SUPPLIED DATA
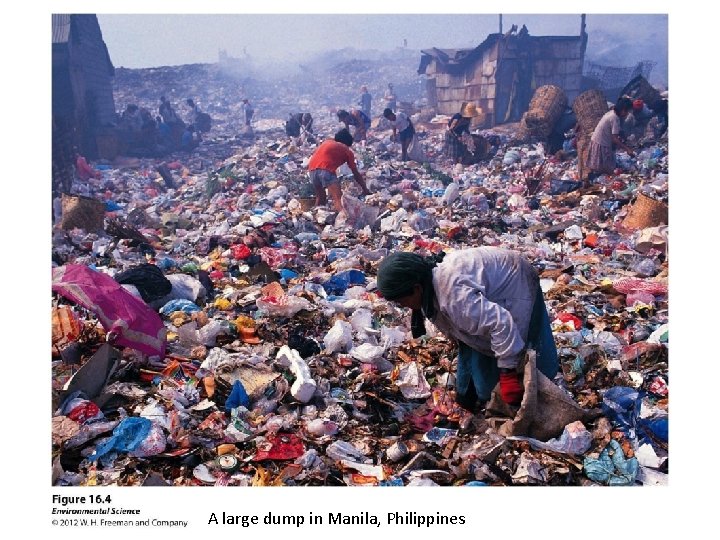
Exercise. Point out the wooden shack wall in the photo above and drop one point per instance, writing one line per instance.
(476, 84)
(91, 71)
(554, 60)
(558, 61)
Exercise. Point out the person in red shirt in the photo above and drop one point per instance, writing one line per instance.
(324, 163)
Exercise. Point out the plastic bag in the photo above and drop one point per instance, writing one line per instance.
(358, 214)
(184, 287)
(412, 382)
(344, 451)
(126, 437)
(337, 284)
(238, 396)
(611, 467)
(575, 439)
(361, 320)
(338, 338)
(392, 336)
(367, 353)
(621, 404)
(153, 444)
(416, 152)
(186, 306)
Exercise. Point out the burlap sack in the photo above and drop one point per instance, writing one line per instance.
(80, 212)
(545, 409)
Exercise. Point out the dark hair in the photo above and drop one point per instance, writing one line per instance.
(623, 104)
(344, 137)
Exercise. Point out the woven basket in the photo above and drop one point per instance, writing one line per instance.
(589, 107)
(646, 212)
(546, 106)
(82, 213)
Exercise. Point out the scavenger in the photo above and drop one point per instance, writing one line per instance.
(486, 298)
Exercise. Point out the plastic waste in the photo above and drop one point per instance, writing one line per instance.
(412, 382)
(367, 353)
(344, 451)
(611, 467)
(126, 437)
(304, 386)
(575, 439)
(621, 405)
(338, 338)
(321, 427)
(238, 397)
(186, 306)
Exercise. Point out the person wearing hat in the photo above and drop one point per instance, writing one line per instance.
(248, 111)
(606, 137)
(356, 118)
(390, 98)
(365, 101)
(402, 129)
(324, 163)
(459, 128)
(489, 300)
(641, 116)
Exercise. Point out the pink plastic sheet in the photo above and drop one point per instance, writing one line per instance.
(136, 325)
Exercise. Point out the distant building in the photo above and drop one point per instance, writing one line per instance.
(82, 77)
(501, 74)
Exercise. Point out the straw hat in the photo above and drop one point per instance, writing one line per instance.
(470, 110)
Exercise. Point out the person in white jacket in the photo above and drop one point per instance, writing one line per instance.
(489, 300)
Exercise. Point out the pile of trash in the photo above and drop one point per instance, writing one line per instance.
(218, 330)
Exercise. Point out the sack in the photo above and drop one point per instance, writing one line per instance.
(82, 213)
(148, 279)
(545, 409)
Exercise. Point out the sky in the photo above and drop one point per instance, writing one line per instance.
(146, 40)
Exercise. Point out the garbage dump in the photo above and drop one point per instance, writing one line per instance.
(215, 327)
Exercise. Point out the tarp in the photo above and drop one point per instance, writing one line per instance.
(135, 324)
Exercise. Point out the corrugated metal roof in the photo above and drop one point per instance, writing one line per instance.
(61, 28)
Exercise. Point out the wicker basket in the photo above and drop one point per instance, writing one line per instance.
(589, 107)
(646, 212)
(546, 107)
(82, 213)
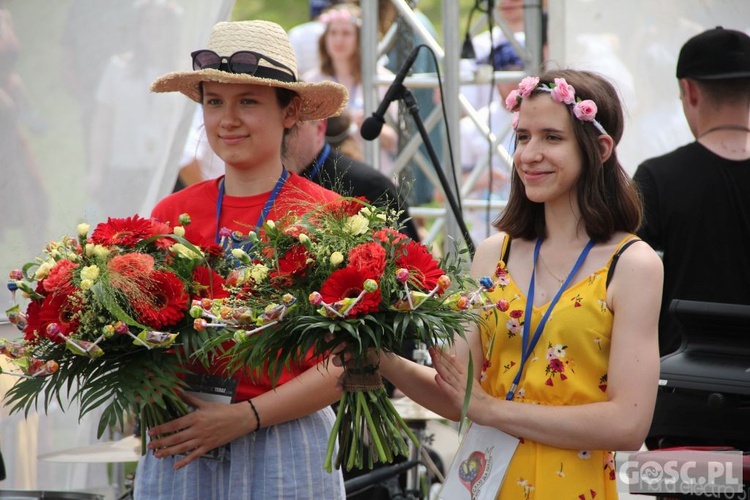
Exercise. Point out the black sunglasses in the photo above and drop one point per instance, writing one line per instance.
(245, 62)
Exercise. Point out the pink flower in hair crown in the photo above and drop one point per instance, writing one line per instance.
(513, 100)
(585, 110)
(562, 92)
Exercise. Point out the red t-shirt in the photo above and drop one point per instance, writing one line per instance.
(298, 195)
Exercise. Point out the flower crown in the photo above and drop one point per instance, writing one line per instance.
(562, 92)
(339, 15)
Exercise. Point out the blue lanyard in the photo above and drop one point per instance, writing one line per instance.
(319, 161)
(264, 213)
(528, 344)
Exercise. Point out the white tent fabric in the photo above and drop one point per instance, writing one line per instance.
(82, 139)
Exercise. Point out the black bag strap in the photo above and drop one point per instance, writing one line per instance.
(616, 257)
(505, 250)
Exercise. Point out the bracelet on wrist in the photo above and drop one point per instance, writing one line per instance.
(257, 417)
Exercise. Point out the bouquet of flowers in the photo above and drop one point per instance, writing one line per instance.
(339, 279)
(105, 310)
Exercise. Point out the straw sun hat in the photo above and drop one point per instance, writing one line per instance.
(319, 100)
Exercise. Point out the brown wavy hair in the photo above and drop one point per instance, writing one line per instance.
(326, 63)
(607, 197)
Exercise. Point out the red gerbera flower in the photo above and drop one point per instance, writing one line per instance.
(349, 283)
(161, 228)
(293, 262)
(58, 308)
(422, 266)
(60, 278)
(125, 232)
(208, 283)
(130, 265)
(163, 301)
(369, 259)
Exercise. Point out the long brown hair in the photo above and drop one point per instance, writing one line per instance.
(607, 197)
(326, 63)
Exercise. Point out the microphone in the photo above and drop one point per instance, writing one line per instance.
(372, 125)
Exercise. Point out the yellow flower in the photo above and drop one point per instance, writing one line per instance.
(182, 251)
(259, 273)
(100, 251)
(90, 273)
(357, 224)
(337, 258)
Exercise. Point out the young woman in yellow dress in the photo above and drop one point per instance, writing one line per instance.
(568, 362)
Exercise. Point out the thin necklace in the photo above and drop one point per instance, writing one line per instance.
(546, 267)
(740, 128)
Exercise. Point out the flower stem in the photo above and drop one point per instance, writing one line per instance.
(374, 431)
(335, 433)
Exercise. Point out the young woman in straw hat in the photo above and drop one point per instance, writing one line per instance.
(271, 443)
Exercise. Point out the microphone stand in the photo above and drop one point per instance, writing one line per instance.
(413, 107)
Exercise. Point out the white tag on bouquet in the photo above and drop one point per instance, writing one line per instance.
(480, 465)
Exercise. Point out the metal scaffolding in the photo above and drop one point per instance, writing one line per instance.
(456, 105)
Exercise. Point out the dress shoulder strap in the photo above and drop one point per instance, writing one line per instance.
(623, 246)
(505, 249)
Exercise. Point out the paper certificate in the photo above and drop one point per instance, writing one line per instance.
(480, 465)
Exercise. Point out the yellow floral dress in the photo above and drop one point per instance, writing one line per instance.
(568, 366)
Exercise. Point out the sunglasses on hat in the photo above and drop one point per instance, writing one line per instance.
(244, 62)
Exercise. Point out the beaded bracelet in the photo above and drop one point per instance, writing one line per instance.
(257, 417)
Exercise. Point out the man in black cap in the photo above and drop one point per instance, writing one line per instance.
(697, 198)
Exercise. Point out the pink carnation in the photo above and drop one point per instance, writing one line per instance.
(563, 92)
(512, 100)
(585, 110)
(527, 86)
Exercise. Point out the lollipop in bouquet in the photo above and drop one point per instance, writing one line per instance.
(340, 279)
(104, 312)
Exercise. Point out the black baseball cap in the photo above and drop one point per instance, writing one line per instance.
(716, 54)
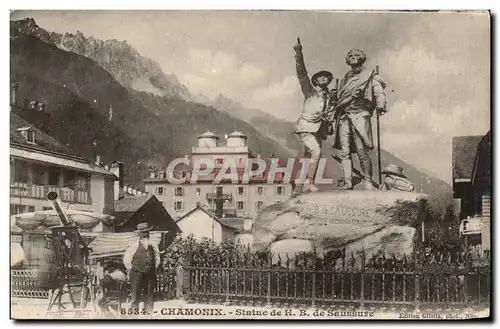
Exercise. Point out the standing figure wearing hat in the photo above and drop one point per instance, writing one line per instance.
(310, 125)
(142, 260)
(360, 92)
(395, 179)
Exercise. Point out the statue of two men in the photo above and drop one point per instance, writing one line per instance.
(344, 112)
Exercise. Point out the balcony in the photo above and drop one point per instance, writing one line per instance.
(227, 213)
(223, 196)
(22, 190)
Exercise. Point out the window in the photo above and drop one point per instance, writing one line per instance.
(21, 172)
(69, 179)
(280, 190)
(54, 175)
(38, 174)
(83, 181)
(17, 209)
(30, 137)
(178, 206)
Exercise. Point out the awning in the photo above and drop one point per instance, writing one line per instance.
(16, 253)
(115, 244)
(48, 218)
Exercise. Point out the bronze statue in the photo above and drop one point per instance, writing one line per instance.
(360, 93)
(310, 125)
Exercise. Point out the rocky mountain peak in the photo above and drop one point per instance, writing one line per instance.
(117, 57)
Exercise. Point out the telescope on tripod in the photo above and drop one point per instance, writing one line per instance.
(71, 274)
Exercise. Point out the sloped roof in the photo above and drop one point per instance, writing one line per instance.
(48, 147)
(208, 134)
(221, 221)
(131, 203)
(482, 163)
(115, 244)
(237, 134)
(44, 142)
(464, 150)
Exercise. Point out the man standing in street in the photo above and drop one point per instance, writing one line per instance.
(360, 92)
(142, 260)
(310, 125)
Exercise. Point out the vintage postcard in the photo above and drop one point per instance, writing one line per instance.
(250, 165)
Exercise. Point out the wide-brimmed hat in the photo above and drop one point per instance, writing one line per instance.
(143, 228)
(393, 169)
(326, 74)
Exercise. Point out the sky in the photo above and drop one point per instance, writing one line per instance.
(436, 65)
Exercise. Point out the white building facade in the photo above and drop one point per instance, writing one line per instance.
(39, 164)
(239, 199)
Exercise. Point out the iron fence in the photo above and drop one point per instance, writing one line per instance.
(28, 284)
(417, 282)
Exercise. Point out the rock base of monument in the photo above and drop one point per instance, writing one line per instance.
(375, 222)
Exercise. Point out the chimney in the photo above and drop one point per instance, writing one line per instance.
(13, 94)
(247, 224)
(116, 168)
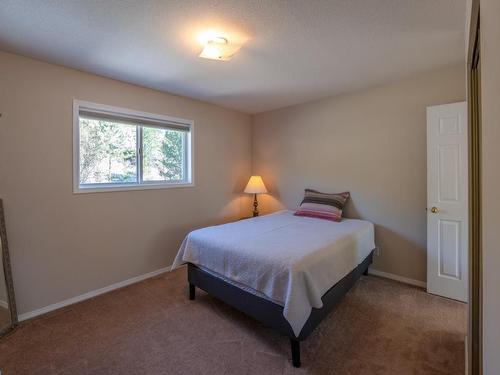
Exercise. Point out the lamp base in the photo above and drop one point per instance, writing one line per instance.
(255, 204)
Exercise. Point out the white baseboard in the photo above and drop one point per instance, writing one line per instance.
(402, 279)
(82, 297)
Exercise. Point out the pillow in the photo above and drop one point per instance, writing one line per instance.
(322, 206)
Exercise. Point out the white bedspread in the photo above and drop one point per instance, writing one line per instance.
(292, 260)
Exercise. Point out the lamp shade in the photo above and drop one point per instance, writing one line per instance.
(255, 186)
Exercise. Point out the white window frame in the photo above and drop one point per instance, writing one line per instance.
(79, 105)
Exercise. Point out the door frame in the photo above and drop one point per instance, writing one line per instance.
(474, 344)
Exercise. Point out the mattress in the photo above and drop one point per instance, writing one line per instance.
(287, 259)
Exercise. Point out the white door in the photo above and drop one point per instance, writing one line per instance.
(447, 201)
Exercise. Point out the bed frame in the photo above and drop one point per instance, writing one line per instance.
(270, 313)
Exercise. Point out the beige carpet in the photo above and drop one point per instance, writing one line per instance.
(381, 327)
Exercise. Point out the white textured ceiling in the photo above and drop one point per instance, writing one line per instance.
(294, 51)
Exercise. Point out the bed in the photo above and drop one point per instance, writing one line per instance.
(288, 272)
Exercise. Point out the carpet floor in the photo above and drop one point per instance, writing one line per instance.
(381, 327)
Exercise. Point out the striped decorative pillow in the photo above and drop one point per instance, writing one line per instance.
(322, 206)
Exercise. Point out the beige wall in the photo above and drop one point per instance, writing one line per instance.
(490, 96)
(63, 244)
(3, 285)
(371, 143)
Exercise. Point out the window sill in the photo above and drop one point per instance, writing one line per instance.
(115, 188)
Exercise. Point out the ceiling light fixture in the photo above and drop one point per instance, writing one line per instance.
(218, 48)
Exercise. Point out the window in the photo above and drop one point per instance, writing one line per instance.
(119, 149)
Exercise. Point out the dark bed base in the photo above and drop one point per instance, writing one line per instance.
(270, 313)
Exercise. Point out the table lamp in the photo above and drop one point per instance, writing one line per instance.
(255, 186)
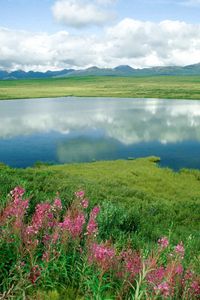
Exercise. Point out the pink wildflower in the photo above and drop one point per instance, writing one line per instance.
(34, 274)
(57, 203)
(163, 289)
(163, 242)
(156, 276)
(16, 209)
(179, 269)
(80, 194)
(95, 211)
(92, 227)
(195, 287)
(179, 249)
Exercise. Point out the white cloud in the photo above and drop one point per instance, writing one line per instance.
(191, 2)
(132, 42)
(82, 13)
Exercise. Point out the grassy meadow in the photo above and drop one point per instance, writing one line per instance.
(169, 87)
(139, 203)
(124, 229)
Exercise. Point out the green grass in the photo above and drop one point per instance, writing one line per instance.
(139, 200)
(171, 87)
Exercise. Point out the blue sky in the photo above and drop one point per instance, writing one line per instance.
(55, 34)
(36, 15)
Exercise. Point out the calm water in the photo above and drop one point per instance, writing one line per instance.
(75, 130)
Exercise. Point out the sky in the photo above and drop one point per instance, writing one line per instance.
(45, 35)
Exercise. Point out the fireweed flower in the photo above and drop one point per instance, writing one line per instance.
(163, 242)
(156, 276)
(95, 211)
(35, 274)
(102, 255)
(85, 203)
(179, 249)
(57, 204)
(80, 194)
(92, 227)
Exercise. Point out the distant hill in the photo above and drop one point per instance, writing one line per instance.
(123, 70)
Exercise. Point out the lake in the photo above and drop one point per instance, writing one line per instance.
(65, 130)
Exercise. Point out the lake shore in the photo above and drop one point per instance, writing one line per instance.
(154, 199)
(165, 87)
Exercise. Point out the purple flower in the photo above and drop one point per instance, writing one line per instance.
(163, 242)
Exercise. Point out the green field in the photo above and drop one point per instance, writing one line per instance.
(139, 203)
(169, 87)
(151, 200)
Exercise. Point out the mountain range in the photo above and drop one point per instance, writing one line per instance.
(123, 70)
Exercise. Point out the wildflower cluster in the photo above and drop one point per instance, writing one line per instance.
(68, 243)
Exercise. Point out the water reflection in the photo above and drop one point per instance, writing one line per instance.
(87, 129)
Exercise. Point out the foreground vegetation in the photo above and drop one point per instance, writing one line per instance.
(172, 87)
(55, 249)
(109, 248)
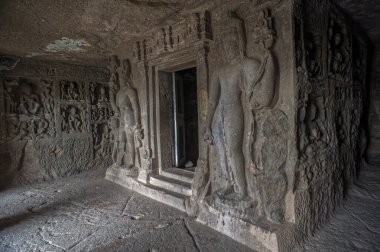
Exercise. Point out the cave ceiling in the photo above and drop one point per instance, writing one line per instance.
(88, 31)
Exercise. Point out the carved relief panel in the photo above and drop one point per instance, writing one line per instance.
(101, 113)
(28, 108)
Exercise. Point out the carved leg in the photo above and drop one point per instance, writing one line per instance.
(233, 135)
(130, 150)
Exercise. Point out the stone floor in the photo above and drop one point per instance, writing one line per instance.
(88, 213)
(355, 226)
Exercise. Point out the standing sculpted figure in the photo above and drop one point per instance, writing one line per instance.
(237, 89)
(126, 107)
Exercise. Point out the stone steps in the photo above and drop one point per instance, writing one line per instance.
(171, 184)
(178, 174)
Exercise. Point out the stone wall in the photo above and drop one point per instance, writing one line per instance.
(331, 63)
(54, 121)
(373, 147)
(281, 88)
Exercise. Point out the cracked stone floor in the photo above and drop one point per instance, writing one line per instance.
(87, 213)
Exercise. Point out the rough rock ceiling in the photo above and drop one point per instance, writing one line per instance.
(79, 30)
(364, 12)
(87, 31)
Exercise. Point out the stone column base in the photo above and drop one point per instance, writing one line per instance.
(253, 236)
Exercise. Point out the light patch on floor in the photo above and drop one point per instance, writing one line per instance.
(35, 54)
(67, 45)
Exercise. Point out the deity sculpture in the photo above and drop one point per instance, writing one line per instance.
(238, 88)
(47, 98)
(74, 120)
(72, 92)
(102, 94)
(126, 107)
(9, 101)
(29, 102)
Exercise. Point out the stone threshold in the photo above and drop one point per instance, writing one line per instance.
(258, 237)
(253, 236)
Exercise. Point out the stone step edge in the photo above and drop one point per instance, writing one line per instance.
(186, 177)
(252, 236)
(170, 184)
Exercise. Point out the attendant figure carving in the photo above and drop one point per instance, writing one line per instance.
(239, 88)
(29, 102)
(126, 107)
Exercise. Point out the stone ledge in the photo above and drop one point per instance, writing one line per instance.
(253, 236)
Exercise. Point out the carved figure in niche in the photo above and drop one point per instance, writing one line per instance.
(313, 54)
(12, 127)
(113, 82)
(47, 98)
(10, 101)
(29, 102)
(101, 149)
(313, 142)
(41, 127)
(72, 92)
(102, 94)
(128, 110)
(23, 131)
(92, 92)
(237, 89)
(74, 121)
(340, 128)
(114, 125)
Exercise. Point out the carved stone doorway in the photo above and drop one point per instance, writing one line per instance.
(178, 135)
(185, 118)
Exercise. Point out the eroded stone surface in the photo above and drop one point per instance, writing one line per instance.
(87, 213)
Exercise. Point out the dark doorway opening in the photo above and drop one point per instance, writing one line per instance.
(185, 127)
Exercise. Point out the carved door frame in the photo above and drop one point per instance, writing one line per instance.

YOUR GOAL
Through the last line of the entries above, beginning at the line containing "Exercise. Point out the carved figure", transcribe each line exactly, both ends included and nothing more.

REPLY TO THE EXERCISE
Exercise. Point out the carved figure in niche in the photo above and drop one point per instance, writing one line per instance.
(313, 54)
(12, 127)
(113, 82)
(47, 98)
(10, 101)
(29, 102)
(101, 149)
(313, 142)
(41, 127)
(72, 92)
(102, 94)
(128, 110)
(23, 131)
(92, 92)
(237, 89)
(74, 121)
(340, 128)
(114, 125)
Exercise. Point out the carved stone doorway in the photo above and drop one point per instance, writing one line per instance.
(178, 135)
(185, 118)
Exercise. Point out the eroded stone surface in the photo above and drop one point per instance, writing one line per instance.
(87, 213)
Exercise. Point out the dark doorway opening in the photo above and drop one point per instance, writing one line per instance.
(185, 127)
Exercise. Point out the carved door frame in the photo above and drop one point per instance, writing one line per instance.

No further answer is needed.